France | France, Cour de cassation, Chambre civile 1, 26 septembre 2018, 17-24166


LA COUR DE CASSATION, PREMIÈRE CHAMBRE CIVILE, a rendu l'arrêt suivant :

Attendu, selon l'arrêt attaqué (Bordeaux, 27 juin 2017), que, suivant acte établi le 14 juin 2006 par M. X... (l'avocat), associé au sein de la société civile professionnelle C...-X...-D... (la SCP), la SCI de l'Évêché (la SCI) a apporté en compte courant à la société Mymo (la société) la somme de 200 000 euros, remboursable le 31 décembre 2008 ; que, pour en garantir le remboursement, la société s'est engagée à hypothéquer à première demande de la SCI tous les biens immobiliers lui appart

enant ; que Mme A... et M. B..., associés au sein de la société, se sont porté...

**Énoncé 1:**
Tirez de l'extrait, s'il vous plaît, le passage qui va de « France | France, Cour » à « se sont porté... », sans rien y changer.
**Énoncé 2:**
D'après l'extrait, quelle somme la SCI de l'Évêché a-t-elle apportée en compte courant à la société Mymo ?
Les lignes enregistrées n'ont aucun rapport avec l'extrait.

**Lignes enregistrées:**
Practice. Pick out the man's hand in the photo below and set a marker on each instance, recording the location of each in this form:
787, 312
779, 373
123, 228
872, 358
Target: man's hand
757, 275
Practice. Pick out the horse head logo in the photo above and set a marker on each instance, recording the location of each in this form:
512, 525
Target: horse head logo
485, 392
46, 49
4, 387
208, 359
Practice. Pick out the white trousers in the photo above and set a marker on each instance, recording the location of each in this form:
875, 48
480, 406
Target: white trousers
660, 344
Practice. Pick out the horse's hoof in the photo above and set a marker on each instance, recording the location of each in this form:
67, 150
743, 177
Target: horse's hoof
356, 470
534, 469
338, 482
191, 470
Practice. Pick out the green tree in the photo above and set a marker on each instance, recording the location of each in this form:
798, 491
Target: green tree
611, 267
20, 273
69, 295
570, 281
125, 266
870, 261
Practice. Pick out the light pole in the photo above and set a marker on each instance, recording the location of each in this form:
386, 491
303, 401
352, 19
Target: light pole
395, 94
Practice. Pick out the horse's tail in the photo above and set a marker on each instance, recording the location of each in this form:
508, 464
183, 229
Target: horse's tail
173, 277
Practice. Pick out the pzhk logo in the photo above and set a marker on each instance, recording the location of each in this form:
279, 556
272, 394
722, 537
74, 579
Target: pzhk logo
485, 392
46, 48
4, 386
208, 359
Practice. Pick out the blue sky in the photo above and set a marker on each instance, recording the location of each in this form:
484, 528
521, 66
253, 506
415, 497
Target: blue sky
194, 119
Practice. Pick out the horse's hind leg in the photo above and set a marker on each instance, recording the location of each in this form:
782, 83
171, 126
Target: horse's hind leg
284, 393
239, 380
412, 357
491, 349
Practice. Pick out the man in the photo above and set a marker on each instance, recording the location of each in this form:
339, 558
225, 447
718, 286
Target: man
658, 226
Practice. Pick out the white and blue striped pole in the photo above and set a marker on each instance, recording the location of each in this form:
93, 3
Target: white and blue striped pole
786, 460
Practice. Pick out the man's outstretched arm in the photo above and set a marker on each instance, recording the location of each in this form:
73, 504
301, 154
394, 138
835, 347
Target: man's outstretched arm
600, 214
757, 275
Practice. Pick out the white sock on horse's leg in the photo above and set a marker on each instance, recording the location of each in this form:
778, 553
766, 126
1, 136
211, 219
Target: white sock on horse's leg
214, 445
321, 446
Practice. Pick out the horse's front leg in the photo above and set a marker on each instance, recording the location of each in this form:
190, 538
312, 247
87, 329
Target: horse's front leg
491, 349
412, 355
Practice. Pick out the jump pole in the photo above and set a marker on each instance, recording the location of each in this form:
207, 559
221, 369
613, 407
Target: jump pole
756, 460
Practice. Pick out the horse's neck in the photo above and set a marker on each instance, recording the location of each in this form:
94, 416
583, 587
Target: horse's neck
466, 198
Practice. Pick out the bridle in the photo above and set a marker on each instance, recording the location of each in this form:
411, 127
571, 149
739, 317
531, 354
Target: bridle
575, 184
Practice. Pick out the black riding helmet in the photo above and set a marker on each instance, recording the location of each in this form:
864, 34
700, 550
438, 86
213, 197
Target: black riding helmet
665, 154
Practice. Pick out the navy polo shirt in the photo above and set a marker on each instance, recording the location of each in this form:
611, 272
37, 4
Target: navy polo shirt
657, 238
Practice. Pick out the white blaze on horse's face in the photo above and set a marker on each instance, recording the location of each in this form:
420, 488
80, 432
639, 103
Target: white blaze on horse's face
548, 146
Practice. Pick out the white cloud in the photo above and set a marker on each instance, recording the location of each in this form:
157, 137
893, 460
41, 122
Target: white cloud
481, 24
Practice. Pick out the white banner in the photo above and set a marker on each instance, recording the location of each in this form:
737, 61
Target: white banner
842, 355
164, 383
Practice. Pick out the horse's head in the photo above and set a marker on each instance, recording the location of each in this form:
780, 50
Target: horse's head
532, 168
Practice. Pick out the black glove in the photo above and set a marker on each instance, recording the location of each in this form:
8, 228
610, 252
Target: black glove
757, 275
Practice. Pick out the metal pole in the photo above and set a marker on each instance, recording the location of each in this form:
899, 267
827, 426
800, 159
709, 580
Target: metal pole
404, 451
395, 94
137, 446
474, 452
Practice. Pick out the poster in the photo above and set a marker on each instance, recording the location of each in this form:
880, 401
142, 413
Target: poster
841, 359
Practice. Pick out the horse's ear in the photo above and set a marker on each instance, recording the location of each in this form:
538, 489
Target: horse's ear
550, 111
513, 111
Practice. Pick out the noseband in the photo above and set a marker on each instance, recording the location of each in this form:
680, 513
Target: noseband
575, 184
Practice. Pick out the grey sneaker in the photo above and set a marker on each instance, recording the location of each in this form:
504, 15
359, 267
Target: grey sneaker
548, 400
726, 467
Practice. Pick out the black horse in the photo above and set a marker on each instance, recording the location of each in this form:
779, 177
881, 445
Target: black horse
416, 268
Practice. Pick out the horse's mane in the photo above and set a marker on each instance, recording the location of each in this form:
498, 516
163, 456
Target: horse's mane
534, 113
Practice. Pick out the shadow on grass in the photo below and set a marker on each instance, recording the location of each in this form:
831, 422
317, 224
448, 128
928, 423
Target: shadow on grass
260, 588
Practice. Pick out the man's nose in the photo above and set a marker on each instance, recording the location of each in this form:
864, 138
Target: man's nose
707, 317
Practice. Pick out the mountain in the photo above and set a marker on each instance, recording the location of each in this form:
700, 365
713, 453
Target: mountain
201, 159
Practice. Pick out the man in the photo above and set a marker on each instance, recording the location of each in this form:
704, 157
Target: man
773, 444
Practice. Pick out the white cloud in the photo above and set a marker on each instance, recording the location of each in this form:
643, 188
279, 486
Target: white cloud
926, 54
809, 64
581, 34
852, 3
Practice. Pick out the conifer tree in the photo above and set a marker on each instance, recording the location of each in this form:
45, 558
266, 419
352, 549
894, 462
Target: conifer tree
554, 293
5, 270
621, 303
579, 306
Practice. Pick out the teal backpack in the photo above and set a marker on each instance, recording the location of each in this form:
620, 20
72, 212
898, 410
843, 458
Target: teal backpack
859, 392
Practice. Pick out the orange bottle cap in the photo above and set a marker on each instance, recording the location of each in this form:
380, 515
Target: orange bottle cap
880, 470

**Réponse complète 1:**
France | France, Cour de cassation, Chambre civile 1, 26 septembre 2018, 17-24166


LA COUR DE CASSATION, PREMIÈRE CHAMBRE CIVILE, a rendu l'arrêt suivant :

Attendu, selon l'arrêt attaqué (Bordeaux, 27 juin 2017), que, suivant acte établi le 14 juin 2006 par M. X... (l'avocat), associé au sein de la société civile professionnelle C...-X...-D... (la SCP), la SCI de l'Évêché (la SCI) a apporté en compte courant à la société Mymo (la société) la somme de 200 000 euros, remboursable le 31 décembre 2008 ; que, pour en garantir le remboursement, la société s'est engagée à hypothéquer à première demande de la SCI tous les biens immobiliers lui appart

enant ; que Mme A... et M. B..., associés au sein de la société, se sont porté...

**Réponse complète 2:**
La somme de 200 000 euros.